[TEXT SEGMENT]
========

How Deep-Diving Sharks Stay Warm Will Take Your Breath Away
Hammerhead sharks like it warm, but for a good meal they’re willing to get cold. The flat-headed predators dive more than 2,600 feet from tropical surface waters into the ocean’s frigid depths multiple times every night to hunt for fish and squid, tolerating a 68-degree Fahrenheit plunge in temperature to dine.
How do these coldblooded chondrichthyans tolerate these temperatures without turning into frozen fish? A study published Thursday in the journal Science shows how one species, Sphyrna lewini or scalloped hammerhead sharks, stay warm during their nightly dives: They skip the frills and close their gills, essentially holding their breath.
This strategy for regulating a coldblooded fish’s temperature has never been observed before and distinguishes them from high-performance fish (yes, that’s the scientific term) like great white sharks or Atlantic bluefin tuna that use vastly different strategies to tolerate extreme cold.

========

[DATA PROVIDED]
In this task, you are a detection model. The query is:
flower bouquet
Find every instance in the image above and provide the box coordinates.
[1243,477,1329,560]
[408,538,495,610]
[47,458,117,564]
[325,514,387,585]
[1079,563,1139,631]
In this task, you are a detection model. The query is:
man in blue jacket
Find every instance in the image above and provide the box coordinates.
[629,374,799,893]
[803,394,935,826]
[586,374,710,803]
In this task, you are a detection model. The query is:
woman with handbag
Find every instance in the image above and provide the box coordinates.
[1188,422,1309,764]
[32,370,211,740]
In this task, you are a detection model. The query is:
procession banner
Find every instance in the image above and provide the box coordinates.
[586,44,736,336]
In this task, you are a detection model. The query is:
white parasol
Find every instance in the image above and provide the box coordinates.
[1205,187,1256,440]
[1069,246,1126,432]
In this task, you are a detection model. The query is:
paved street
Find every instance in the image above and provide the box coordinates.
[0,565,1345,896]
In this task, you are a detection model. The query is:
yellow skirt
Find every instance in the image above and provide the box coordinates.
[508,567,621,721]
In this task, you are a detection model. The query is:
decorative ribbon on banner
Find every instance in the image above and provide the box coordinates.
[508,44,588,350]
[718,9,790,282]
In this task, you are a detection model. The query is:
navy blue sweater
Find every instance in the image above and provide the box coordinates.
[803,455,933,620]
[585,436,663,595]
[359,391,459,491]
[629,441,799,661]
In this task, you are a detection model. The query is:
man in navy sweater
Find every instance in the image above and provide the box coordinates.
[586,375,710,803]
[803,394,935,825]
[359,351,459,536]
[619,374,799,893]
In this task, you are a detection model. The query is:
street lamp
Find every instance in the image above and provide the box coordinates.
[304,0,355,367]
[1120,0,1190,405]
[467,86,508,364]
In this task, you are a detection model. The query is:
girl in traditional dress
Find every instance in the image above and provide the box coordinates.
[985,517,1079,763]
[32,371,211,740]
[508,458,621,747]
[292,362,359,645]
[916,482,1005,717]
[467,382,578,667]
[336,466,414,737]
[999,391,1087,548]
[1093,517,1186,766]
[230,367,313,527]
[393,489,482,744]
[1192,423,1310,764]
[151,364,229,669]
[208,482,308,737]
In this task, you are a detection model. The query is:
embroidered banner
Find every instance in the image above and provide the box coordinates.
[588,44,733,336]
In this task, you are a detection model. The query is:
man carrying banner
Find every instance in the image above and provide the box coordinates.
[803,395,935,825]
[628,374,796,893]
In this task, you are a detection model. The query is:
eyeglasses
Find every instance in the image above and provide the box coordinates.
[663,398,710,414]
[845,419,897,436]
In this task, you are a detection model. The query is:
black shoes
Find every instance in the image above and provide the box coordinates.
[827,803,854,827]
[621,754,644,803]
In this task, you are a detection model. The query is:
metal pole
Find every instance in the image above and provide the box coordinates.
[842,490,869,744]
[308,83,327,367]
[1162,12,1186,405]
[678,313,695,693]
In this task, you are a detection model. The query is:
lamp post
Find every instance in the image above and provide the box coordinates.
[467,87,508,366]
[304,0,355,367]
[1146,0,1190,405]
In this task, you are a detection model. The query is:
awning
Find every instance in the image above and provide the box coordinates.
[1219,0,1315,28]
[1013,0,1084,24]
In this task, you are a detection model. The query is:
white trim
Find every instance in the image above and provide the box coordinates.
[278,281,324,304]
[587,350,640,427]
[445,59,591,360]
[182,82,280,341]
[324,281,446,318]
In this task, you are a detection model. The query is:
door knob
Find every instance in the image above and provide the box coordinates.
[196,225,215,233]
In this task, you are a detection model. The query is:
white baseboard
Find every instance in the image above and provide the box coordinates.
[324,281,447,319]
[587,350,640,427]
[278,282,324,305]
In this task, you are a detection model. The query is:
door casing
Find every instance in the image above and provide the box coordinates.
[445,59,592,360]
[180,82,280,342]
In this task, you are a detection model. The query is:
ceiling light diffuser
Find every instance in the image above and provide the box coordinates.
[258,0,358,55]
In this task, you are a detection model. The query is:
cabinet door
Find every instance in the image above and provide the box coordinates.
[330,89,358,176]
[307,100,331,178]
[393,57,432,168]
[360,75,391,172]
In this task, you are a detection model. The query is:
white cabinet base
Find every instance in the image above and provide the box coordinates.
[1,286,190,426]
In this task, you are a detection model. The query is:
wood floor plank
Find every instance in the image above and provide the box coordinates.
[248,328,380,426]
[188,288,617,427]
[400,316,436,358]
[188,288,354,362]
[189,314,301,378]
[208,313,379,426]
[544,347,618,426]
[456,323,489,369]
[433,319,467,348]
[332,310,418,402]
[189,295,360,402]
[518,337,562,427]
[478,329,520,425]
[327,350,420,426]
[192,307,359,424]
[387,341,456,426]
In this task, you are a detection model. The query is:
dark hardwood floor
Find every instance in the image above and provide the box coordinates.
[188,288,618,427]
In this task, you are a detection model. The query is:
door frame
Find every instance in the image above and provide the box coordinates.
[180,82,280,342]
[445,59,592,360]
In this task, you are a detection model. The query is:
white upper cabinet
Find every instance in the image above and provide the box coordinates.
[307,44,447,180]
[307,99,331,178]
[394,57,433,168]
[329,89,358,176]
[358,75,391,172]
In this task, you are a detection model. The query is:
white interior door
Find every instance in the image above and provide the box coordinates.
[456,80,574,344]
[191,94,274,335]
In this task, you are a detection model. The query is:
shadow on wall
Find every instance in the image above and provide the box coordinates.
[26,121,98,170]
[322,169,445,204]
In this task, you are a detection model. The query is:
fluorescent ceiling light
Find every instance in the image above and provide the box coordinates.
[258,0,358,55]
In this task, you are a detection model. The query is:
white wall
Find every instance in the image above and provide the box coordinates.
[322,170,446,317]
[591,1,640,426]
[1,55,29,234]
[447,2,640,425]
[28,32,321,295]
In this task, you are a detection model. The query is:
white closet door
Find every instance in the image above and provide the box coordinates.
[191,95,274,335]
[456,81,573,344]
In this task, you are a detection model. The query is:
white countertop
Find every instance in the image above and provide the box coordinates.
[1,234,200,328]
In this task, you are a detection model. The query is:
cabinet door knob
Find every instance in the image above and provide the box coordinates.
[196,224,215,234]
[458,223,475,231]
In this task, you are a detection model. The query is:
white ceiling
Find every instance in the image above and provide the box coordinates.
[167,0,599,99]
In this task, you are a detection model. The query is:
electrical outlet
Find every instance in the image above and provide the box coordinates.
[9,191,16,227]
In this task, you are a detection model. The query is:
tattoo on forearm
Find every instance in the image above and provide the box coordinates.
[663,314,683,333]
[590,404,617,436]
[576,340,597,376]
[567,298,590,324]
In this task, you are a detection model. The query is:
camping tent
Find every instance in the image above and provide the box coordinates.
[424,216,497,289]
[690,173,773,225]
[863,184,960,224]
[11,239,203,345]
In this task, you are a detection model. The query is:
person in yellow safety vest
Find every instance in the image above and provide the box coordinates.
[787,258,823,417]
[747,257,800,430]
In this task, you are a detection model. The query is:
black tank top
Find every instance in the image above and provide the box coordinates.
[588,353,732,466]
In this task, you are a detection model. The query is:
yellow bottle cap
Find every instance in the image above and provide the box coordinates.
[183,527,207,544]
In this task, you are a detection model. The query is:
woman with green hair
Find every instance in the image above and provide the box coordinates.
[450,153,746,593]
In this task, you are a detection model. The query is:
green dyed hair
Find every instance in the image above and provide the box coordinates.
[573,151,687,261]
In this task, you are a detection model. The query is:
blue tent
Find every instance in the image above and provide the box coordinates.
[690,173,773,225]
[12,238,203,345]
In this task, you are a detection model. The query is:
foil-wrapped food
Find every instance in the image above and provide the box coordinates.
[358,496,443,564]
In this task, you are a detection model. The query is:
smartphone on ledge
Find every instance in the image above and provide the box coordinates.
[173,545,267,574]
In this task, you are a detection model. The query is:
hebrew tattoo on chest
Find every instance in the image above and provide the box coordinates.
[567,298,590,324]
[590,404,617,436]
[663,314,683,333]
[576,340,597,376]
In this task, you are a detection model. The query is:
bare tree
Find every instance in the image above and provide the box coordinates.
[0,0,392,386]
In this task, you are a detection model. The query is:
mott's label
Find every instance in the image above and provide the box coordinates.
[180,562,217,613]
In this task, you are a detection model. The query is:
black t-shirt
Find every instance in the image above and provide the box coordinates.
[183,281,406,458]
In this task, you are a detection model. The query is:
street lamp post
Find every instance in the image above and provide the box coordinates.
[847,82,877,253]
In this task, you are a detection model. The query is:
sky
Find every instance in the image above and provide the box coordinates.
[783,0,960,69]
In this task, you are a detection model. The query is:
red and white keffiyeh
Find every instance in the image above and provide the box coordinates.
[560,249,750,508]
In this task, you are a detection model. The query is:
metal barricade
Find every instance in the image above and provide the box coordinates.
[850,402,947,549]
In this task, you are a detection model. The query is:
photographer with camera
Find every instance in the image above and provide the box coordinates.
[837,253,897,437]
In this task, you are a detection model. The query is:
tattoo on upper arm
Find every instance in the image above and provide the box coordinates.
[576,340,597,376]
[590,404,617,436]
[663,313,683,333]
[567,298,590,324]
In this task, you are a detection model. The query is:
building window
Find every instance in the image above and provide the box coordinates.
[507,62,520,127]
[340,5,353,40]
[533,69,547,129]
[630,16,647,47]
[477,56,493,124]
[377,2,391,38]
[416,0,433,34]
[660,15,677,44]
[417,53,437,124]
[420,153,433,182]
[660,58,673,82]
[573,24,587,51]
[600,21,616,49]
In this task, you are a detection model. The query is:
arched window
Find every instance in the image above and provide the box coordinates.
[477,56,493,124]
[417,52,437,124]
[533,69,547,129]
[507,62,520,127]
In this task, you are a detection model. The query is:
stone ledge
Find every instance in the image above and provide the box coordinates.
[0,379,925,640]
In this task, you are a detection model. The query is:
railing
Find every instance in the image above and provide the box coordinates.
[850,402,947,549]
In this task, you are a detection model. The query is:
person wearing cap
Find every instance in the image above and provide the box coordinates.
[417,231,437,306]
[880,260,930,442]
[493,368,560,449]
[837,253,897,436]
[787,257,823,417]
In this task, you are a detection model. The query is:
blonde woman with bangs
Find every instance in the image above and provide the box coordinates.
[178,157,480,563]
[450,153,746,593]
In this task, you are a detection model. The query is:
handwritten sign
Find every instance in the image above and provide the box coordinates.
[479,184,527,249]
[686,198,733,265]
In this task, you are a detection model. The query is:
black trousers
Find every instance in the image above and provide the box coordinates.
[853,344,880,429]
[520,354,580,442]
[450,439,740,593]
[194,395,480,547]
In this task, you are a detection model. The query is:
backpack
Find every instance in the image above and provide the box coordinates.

========

[WHAT TO WORK ON]
A. In the hammerhead shark article, how do scalloped hammerheads stay warm during their nightly dives?
B. Extend the hammerhead shark article past its final sentence.

[RESPONSES TO THE EXERCISE]
A. They close their gills, essentially holding their breath.

B.
Mark Royer, a shark biologist at the University of Hawaiʻi at Mānoa, was inspired to investigate the scalloped hammerhead’s secret heating technique after noticing how deep they were diving during a different research project. He attached a package of sensors near the dorsal fins of six hammerheads near Hawaii. The packages were designed to detach from the sharks after several weeks and emitted a satellite signal when they were ready to be scooped out of the sea.
The tags were like shark Fitbits, Dr. Royer said, collecting data like depth and body temperature. They were even sensitive enough to detect each individual flick of the fish’s tail. Dr. Royer and colleagues found that the hammerheads lose a little body heat when they start their descent, but then quickly return to the same temperatures they were at the surface as they swim deeper. Even when the surrounding water was as cold as 39 degrees Fahrenheit, the sharks had body temperatures around 75 degrees during hourlong dives.
Sharks are ectotherms, which means their body temperature is largely determined by the surrounding water temperature. Dr. Royer and his team used a mathematical model to show that the temperature data they collected didn’t make sense unless the sharks were somehow actively conserving body heat. They also measured rates of heat exchange between dead scalloped hammerheads (that had washed up on the beach) and a water bath and found rates similar to those between live deep-diving sharks and ocean water. The key similarity between the two? “No conductive heat loss across the gills,” Dr. Royer said. And the gills are the No. 1 source of heat loss in a fish’s body.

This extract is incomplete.